» EXERCISE A
Update the Air Force Appreciation Day statement from "Today, honourable senators, I" through "Canadian Air Force." by replacing "reception" with "ceremony", then write out that revised stretch.

» READING TEXT

====================

In the Chamber
Click the links below to review past speeches/statements I have given in the Senate.
Air Force Appreciation Day 2010
Hon. Joseph A. Day: Honourable senators, recently we heard a lot about the Canadian Navy and quite rightly as the navy is celebrating its one hundredth anniversary this year. Honourable senators will recall that last year we celebrated the one hundredth anniversary of aviation in Canada.
Today, honourable senators, I draw your attention to Air Force Appreciation Day on Parliament Hill. A reception will take place on May 25, the first Tuesday following our break. I hope that all honourable senators will join me in helping to thank the men and women in uniform, in particular the sky-blue uniform of the Canadian Air Force.
Honourable senators, the Royal Canadian Air Force was officially formed on April 1, 1924. Canadian aircrews had served previously as part of the British Army, Royal Flying Corps and the Royal Navy Air Service during World War I. That was also known as the Fleet Air Arm. During the Second World War, the Canadian Air Force grew to be the fourth largest of the Allied air forces, having at its peak an enrolment of over 200,000 personnel, which can be compared to today's total air force numbers of only 14,500. It was through great effort, perseverance and bravery that the Canadian Air Force was able to develop into the proud organization that it is today.

====================

» EXERCISE B
Report how many lines of the entries contain the string "boot". Give only the number.

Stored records

====================

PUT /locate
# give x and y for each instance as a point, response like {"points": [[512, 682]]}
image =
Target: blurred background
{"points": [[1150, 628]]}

====================

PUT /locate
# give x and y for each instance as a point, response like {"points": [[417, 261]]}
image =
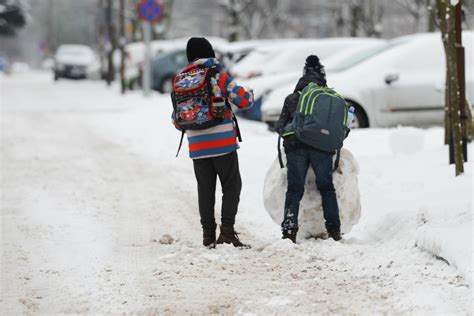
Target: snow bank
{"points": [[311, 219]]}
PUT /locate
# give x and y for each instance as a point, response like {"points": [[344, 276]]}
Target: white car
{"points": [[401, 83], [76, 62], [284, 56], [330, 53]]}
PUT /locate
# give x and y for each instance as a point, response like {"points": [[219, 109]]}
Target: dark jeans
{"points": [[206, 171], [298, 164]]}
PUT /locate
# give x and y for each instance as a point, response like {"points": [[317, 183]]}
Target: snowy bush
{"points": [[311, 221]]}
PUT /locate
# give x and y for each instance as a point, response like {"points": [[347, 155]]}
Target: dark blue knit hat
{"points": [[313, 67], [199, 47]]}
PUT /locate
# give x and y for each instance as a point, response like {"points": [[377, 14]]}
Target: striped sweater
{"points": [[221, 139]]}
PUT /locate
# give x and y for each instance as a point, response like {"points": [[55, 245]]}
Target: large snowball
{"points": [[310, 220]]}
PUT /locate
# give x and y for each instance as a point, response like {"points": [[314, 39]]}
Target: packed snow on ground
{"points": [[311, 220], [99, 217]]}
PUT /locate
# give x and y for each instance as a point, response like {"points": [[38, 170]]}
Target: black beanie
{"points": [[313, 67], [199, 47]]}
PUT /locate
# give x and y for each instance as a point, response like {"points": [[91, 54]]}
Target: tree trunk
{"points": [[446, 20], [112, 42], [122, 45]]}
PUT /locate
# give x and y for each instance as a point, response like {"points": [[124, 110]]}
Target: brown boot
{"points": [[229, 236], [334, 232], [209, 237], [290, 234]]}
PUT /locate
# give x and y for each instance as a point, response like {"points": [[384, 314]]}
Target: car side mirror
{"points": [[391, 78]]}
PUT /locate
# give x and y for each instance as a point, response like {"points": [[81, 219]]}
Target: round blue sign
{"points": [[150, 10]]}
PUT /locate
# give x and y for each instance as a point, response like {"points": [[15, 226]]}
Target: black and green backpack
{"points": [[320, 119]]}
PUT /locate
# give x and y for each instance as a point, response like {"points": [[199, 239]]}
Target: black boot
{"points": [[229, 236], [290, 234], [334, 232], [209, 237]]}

====================

» WRITTEN REPLY A
Today, honourable senators, I draw your attention to Air Force Appreciation Day on Parliament Hill. A ceremony will take place on May 25, the first Tuesday following our break. I hope that all honourable senators will join me in helping to thank the men and women in uniform, in particular the sky-blue uniform of the Canadian Air Force.

» WRITTEN REPLY B
2